----- Brontekst
Doelstellingen en criteria heide-bosgebied, oosten van het plangebied.

Hoofddoelstelling: Het realiseren van een vrijgrazende, oogstbare kudde, op een duurzame, recreantvriendelijke en ecologische verantwoorde wijze.

Deeldoelstellingen:

Productie/financieël:

  • Het gebied wordt begraasd door een kudde, waarvan we kunnen oogsten.
  • De kudde moet een zodanige grootte hebben dat het gebied niet overbegraasd of onderbegraasd wordt.
  • De kudde moet zichzelf in stand kunnen houden, eventueel met bijvoeren.
  • De kudde moet winterhard zijn.

Natuur:

  • De oppervlakte heide mag niet afnemen.
  • De kudde moet een zodanige grootte hebben dat het gebied niet overbegraasd of onderbegraasd wordt.
  • De biodiversiteit in het gebied mag niet ernstig dalen.
  • De natuurlijke dynamiek moet door de kudde gestimuleerd worden.

Recreatie:

  • De recreatie in het gebied mag niet te lijden hebben onder de gevolgen van de beheersmaatregelen.
  • Het gebied moet aantrekkelijk zijn voor recreanten.
  • De kudde mag geen ontoelaatbaar gevaar vormen voor de recreanten.

Omliggend gebied:

  • De kudde mag geen overlast veroorzaken voor de omliggende gebied.

Criteria voor productie/financieël:

  • De kudde moet een hogere aanwas dan sterfte hebben.
  • Er mogen maximaal 1 GVE per 5 hectare aanwezig zijn, en minimaal 1GVE per 7 hectare.
  • De kudde moet winterhard zijn.


Criteria voor natuur:

  • De oppervlakte heide mag niet afnemen.
  • Er mogen maximaal 1 GVE per 5 hectare aanwezig zijn, en minimaal 1GVE per 7 hectare.
  • De soortenrijkdom mag niet dalen.
----------
__Opdracht 1__:
Hoeveel GVE per hectare mogen er volgens de tekst over het heide-bosgebied maximaal aanwezig zijn?
__Opdracht 2__:
Zet de tekst over het heide-bosgebied voort na de laatste zin die er staat.
----- Gegevens
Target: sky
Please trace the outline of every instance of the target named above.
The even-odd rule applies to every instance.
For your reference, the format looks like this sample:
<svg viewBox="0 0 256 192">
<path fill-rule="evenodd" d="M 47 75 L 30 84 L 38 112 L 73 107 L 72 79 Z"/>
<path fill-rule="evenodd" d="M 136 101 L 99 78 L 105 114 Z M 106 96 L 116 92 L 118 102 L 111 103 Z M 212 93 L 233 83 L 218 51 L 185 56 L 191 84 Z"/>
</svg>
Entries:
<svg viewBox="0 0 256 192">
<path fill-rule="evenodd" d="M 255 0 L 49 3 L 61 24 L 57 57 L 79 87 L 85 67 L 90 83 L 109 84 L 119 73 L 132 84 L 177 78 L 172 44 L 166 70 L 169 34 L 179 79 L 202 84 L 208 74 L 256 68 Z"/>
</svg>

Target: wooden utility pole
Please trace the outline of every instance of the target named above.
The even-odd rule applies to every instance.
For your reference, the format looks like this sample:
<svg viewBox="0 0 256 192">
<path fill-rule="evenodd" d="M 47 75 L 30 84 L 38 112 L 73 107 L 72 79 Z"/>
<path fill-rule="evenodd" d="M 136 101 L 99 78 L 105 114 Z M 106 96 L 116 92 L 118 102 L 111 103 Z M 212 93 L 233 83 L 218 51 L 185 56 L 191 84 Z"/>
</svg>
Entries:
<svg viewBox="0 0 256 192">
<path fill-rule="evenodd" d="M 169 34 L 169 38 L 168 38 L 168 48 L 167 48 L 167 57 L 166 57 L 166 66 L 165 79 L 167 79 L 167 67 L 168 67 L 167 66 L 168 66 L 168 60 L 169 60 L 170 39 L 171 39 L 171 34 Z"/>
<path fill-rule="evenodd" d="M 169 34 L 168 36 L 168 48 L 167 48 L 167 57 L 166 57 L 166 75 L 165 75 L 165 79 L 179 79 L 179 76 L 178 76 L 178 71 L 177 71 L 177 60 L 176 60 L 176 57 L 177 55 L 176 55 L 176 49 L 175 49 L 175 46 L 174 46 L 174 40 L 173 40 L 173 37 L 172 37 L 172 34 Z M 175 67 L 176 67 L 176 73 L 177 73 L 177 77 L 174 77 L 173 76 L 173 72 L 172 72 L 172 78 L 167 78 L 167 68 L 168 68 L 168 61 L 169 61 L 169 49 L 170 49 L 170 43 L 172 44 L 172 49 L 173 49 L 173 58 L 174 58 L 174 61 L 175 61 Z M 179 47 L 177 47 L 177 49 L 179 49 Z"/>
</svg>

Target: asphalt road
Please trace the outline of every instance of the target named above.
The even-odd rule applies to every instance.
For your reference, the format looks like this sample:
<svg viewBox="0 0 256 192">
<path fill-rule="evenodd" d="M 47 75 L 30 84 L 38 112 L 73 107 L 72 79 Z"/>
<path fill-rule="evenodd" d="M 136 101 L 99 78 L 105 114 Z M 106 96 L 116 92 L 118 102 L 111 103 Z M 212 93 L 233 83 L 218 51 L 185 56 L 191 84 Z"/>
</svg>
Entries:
----------
__Antwoord 1__:
Maximaal 1 GVE per 5 hectare.

__Antwoord 2__:
  • De kudde moet vrij van heide naar bosgebied kunnen trekken.


Criteria voor recreatie:

  • Recreanten moeten door middel van borden bij elke parkeerplaats en verharde weg gewezen worden op de risicos van de kudde.
  • De risicos van schade door de kudde moet geminimaliseerd worden, bijvoorbeeld door keuze van dier en eventueel weren van bepaalde type recreanten.
  • Er moet minimaal 50 m wandelpad en 10 m fietspad per hectare zijn.
  • Er moeten minimaal twee parkeermogelijkheden zijn nabij het gebied.
  • Bij de parkeergelegenheid moeten informatieborden geplaatst worden.

Omliggende gebied:

  • De kudde moet binnen het gebied gehouden worden.

Beekdal

Hoofddoelstelling:

Het realiseren van bloemige hooilanden in het studiegebied.

Deeldoelstellingen:

Productie:

  • Oogsten van hooi (met bloemen!) op een dusdanige wijze dat het geschikt is als diervoeder in de winter.

Natuur:

  • Beek behouden.
  • Waar nodig herstellen.
  • Schoonmaken.
  • Soortenrijk hooiland.
  • Beschermen van vogels en andere fauna
  • Verzuring tegen gaan.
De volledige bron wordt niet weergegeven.